木質(木目調)フィラメントについて、このような疑問はないでしょうか?
・ オススメ商品はどれ?
本記事では、このような疑問にお答えしています。
私自身は、3Dプリンターの保守・サポートのお仕事をしておりますので、このような経験が参考になれば幸いです。
木質(木材/木目調)フィラメントとは?
木に近い質感をしており、赤っぽいものもあれば、黒っぽいものといった具合に、さまざまな色の商品が販売されています。主に以下の2種類に分類されます。
① 木の成分が入っているもの
1つ目は「木の成分が入っているもの」です。
木の成分を混ぜているので、リアルな匂いや質感を表現することができます。100%木材ではなく、PLAとの混ぜものになります。ノズル詰まりしやすいというデメリットがあります。
② 木の成分が入っていないもの
2つ目は「木の成分が入っていないもの」です。
木の成分は入っていないため「見た目を似せたもの」になります。プリントがしやすく、失敗も少ないというメリットがあるので、見た目を重視するときに使います。
木質フィラメントの各特徴
フィラメントのメーカーによって、違いがございますので、予め認識した上でご覧ください。
1.造形のしやすさについて
結論を先に申し上げると、以下の3点を抑えておけば使いやすい樹脂です。
② 糸引きに注意。
③ ラフトは使わない。
順番にご説明します。
① ノズル詰まりに注意
PLAと比べると「ノズル詰まりしやすい」です。
木の成分が含まれているため、これがコゲとなり経路をふさぐ原因となります。
対処方法は、以下の3つがあります。

### データ一覧:
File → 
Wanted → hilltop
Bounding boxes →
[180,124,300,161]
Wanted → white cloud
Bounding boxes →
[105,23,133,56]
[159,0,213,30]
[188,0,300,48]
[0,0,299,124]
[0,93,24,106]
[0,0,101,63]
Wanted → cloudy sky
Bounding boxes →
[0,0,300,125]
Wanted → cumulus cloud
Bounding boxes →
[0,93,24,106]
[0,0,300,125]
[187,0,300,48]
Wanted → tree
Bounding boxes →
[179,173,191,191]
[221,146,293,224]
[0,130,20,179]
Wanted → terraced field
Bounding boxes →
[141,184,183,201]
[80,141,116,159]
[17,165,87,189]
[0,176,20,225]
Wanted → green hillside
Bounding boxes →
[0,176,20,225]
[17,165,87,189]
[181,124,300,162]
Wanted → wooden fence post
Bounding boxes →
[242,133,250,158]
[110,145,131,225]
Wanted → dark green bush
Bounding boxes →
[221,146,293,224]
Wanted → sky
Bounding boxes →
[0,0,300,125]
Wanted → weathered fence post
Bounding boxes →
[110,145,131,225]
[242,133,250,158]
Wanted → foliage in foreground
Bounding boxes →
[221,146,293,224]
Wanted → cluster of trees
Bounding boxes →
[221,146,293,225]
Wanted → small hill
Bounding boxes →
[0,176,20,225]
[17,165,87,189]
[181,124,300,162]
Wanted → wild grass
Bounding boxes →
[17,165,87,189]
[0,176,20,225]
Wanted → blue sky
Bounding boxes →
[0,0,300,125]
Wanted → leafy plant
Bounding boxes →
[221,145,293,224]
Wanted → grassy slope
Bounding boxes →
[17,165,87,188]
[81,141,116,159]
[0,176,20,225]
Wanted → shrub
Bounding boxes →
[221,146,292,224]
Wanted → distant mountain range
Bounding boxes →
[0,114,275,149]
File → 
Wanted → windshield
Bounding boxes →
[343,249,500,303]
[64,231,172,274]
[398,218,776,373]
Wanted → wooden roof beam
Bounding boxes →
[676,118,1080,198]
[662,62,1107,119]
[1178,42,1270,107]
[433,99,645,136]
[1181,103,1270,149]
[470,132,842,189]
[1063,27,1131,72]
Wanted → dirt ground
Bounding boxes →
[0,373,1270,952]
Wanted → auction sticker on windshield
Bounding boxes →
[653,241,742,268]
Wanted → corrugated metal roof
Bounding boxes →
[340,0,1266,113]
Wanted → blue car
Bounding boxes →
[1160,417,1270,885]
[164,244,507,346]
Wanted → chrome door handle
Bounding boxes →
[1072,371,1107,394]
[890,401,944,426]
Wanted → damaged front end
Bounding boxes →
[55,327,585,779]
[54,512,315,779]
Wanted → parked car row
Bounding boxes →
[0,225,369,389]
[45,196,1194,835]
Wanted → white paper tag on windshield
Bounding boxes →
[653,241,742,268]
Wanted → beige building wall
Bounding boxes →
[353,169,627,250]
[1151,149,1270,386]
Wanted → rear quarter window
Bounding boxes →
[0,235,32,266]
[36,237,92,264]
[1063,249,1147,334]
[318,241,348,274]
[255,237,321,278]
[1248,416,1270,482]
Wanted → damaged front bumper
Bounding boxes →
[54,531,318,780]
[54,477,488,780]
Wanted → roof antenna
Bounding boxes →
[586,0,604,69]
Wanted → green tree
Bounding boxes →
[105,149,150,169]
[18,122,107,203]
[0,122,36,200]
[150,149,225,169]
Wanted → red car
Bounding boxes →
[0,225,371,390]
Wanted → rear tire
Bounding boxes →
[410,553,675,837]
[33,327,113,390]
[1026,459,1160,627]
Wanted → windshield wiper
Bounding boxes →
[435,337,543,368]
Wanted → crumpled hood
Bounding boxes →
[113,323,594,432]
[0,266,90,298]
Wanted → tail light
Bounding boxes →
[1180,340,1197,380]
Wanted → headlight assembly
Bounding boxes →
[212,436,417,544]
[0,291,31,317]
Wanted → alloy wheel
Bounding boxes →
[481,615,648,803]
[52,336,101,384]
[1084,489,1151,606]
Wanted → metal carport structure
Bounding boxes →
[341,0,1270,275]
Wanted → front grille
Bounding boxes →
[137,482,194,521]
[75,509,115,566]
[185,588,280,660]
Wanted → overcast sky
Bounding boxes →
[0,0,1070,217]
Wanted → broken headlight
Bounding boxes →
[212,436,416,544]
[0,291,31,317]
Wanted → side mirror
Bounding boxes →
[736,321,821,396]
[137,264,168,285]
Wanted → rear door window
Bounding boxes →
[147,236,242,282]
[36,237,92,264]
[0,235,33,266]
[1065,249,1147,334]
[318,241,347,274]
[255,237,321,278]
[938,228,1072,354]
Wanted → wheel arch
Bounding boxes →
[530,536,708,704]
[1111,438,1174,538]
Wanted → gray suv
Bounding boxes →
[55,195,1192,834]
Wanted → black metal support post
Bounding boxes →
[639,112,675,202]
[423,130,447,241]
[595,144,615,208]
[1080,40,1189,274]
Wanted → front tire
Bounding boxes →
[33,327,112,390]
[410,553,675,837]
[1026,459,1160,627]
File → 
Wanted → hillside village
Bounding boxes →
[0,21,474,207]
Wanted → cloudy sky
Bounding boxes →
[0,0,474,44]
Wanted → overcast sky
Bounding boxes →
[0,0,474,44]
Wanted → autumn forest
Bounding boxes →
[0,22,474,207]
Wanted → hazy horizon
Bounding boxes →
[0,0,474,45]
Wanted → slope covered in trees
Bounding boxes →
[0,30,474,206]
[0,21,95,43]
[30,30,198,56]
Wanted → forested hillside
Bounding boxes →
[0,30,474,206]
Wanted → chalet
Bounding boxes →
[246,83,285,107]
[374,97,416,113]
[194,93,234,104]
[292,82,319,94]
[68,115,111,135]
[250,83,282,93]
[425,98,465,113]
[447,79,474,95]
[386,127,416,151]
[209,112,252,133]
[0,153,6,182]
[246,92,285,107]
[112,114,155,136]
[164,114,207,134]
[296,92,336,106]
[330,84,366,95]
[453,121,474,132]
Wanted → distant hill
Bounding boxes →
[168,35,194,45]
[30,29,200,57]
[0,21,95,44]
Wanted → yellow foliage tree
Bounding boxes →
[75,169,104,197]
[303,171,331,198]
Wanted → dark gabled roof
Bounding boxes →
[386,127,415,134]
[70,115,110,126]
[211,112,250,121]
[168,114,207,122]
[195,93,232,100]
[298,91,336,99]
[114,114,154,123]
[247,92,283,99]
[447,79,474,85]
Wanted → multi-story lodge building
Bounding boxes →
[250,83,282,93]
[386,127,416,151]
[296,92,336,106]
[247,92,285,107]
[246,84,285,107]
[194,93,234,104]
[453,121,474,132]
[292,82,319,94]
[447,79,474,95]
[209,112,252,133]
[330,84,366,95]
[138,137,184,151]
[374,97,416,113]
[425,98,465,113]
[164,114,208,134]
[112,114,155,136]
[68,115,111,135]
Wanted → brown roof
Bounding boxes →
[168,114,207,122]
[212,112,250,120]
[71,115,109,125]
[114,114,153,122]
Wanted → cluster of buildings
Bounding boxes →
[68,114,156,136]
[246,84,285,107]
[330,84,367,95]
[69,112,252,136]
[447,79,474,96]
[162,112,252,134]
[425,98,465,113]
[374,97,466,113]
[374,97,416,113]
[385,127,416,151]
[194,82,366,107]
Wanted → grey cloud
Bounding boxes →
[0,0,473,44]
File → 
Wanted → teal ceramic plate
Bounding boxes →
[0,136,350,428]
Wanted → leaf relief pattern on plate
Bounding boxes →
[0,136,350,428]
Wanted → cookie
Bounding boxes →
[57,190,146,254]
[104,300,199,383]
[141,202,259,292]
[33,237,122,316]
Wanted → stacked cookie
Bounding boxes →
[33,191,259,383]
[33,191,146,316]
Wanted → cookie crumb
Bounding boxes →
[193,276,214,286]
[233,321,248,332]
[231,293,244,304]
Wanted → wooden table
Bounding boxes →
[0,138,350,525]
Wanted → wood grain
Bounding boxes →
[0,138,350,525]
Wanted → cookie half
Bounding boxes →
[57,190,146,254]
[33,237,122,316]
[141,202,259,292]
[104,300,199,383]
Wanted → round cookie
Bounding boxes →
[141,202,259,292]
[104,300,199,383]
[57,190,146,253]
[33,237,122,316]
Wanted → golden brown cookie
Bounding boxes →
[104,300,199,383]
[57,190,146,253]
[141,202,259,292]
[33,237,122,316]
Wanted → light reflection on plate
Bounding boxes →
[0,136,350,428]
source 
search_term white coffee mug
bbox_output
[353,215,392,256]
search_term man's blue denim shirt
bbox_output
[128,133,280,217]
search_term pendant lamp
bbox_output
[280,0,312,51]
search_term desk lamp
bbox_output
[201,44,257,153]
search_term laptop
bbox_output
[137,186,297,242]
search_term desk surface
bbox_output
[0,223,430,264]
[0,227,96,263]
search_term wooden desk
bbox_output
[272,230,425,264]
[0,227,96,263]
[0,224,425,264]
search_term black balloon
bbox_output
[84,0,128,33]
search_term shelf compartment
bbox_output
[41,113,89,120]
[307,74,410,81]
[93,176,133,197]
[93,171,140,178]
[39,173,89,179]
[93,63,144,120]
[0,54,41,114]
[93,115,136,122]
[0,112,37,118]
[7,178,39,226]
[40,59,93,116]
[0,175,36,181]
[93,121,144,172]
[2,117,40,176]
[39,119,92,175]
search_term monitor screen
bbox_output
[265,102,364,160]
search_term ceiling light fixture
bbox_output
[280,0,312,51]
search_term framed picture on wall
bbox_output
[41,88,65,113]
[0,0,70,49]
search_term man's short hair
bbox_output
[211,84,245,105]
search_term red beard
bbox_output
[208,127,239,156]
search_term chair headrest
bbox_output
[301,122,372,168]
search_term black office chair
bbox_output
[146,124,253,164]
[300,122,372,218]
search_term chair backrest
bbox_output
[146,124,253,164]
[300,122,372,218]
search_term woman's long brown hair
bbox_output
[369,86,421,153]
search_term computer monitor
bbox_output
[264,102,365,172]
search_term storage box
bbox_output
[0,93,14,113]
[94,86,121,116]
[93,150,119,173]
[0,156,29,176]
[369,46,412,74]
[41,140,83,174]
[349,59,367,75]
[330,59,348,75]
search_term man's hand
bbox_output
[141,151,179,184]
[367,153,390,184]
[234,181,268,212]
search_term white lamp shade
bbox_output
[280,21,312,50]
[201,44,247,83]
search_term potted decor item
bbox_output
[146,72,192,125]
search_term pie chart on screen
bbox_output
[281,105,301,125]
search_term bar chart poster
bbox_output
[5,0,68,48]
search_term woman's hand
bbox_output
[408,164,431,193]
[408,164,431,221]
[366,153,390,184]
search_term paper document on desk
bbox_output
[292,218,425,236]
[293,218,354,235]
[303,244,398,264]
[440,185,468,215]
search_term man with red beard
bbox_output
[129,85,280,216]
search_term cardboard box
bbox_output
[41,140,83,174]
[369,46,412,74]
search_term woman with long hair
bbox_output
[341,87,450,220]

### 課題 A:
本文の「本記事では、このような疑問にお答えしています。」から「結論を先に申し上げると、以下の3点を抑えておけば使いやすい樹脂です。」までを、両端も含めて一字一句変えずに書き出せ。
### 課題 B:
本文によると、木の成分が入っている木質フィラメントは何との混ぜものか。

### 最終回答 A:
本記事では、このような疑問にお答えしています。
私自身は、3Dプリンターの保守・サポートのお仕事をしておりますので、このような経験が参考になれば幸いです。
木質(木材/木目調)フィラメントとは?
木に近い質感をしており、赤っぽいものもあれば、黒っぽいものといった具合に、さまざまな色の商品が販売されています。主に以下の2種類に分類されます。
① 木の成分が入っているもの
1つ目は「木の成分が入っているもの」です。
木の成分を混ぜているので、リアルな匂いや質感を表現することができます。100%木材ではなく、PLAとの混ぜものになります。ノズル詰まりしやすいというデメリットがあります。
② 木の成分が入っていないもの
2つ目は「木の成分が入っていないもの」です。
木の成分は入っていないため「見た目を似せたもの」になります。プリントがしやすく、失敗も少ないというメリットがあるので、見た目を重視するときに使います。
木質フィラメントの各特徴
フィラメントのメーカーによって、違いがございますので、予め認識した上でご覧ください。
1.造形のしやすさについて
結論を先に申し上げると、以下の3点を抑えておけば使いやすい樹脂です。

### 最終回答 B:
PLAとの混ぜもの。